*Task A*. In the Civil Administration text, repeat the stretch from "After the creation" through "suppressed the protests." word for word.
*Task B*. According to the Civil Administration text, in what year did the Civil Administration transfer some of its governance capacities to the Palestinian National Authority?

*Given passage*.

The Civil Administration (, ; ) is the Israeli governing body that operates in the West Bank. It was established by the government of Israel in 1981, in order to carry out practical bureaucratic functions within the territories captured by Israel in 1967. While formally separate, it was subordinate to the Israeli military and the Shin Bet. 

The Civil Administration is subordinate to a larger entity known as Coordinator of Government Activities in the Territories (COGAT), which is a unit in the Defense Ministry of Israel. Among its functions are coordination with the Palestinian Authority. After 2002, the distinction set forth in the Oslo Accords restricting Israeli military operations in area A was de facto terminated.

Formation, background and nature of organization 
The creation of a civil administration for the West Bank and Gaza Strip was incorporated within the Camp David Accords, signed by Egypt and Israel in 1978. The Civil Administration intended to exchange the military government Israel had established in 1967. The Camp David Accords did not include the Palestine Liberation Organization (PLO) in the talks over issues of the Palestinian-claimed territories.

A modification which preceded the actual creation of the body was a change in the "chain of command", consolidating power within the military.

The nature of this body was defined in Military Order No. 947, by the 1981 military government of the West Bank and Gaza:

After the creation of the Civil Administration, civil affairs were not separated with the military. While all the civil branches came under the control of the Civil Administration and did not have to report to the military, in practice, the Civil Administration was subordinate to the military and the Shin Bet. At the managerial level, most of the staffers were Israelis. The internal security service Shin Bet was also deeply involved behind the scenes. Thomas Friedman describes it as a "euphemism for military administration", and it was deeply suspected by Palestinians, who led waves of protests against it. Twenty-five West Bank mayors called for its abolition; the Israeli military arrested the rioters and suppressed the protests.

The military's role extended to appointments, licenses and permits, and legislative powers. The Civil Administration was used as a front to dispense patronage among the occupied population. There was an attempt to create Village Leagues by Menachem Milson in 1978, who later became the head of the Civil Administration. The Village Leagues consisted of "a coalition of rural thugs...who had no standing in the community". The Palestinians saw the Leagues as a collection of collaborators and traitors. Political factions and the PLO were outlawed by the Israeli military, with a conscious policy of "divide and rule". This policy of co-optation was combined with "Iron Fist" operations of the then Defense Minister, Ariel Sharon.

Later developments 
Through the implementation of the Oslo Accords agreed upon by Israel and the PLO, the Civil Administration transferred some of its governance capacities to the Palestinian National Authority in 1994. Since 1994, the Civil Administration has largely focused on matters involving the issuing of movement permits. Upon the implementation of Israel's unilateral disengagement plan from the Gaza Strip in 2005, the Civil Administration has exercised authority exclusively in the West Bank.

Activities 
The Israel Defense Forces description of the mandate of the Civil Administration purports that "the unit acts as a source of information integrating human quality and technological progress which coordinates activities of government bureaus, the IDF, and security establishments opposite the Palestinians through the application of government policies in factors pertaining to civilians. Additionally, the "MATPASH" Unit promotes humanitarian issues, infrastructure projects, and economical projects."

*Provided records*.
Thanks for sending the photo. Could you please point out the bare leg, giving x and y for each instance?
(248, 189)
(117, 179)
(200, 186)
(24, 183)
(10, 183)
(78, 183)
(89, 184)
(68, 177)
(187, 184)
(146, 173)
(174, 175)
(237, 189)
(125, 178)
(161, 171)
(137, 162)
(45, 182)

*Response A*.
After the creation of the Civil Administration, civil affairs were not separated with the military. While all the civil branches came under the control of the Civil Administration and did not have to report to the military, in practice, the Civil Administration was subordinate to the military and the Shin Bet. At the managerial level, most of the staffers were Israelis. The internal security service Shin Bet was also deeply involved behind the scenes. Thomas Friedman describes it as a "euphemism for military administration", and it was deeply suspected by Palestinians, who led waves of protests against it. Twenty-five West Bank mayors called for its abolition; the Israeli military arrested the rioters and suppressed the protests.

*Response B*. 1994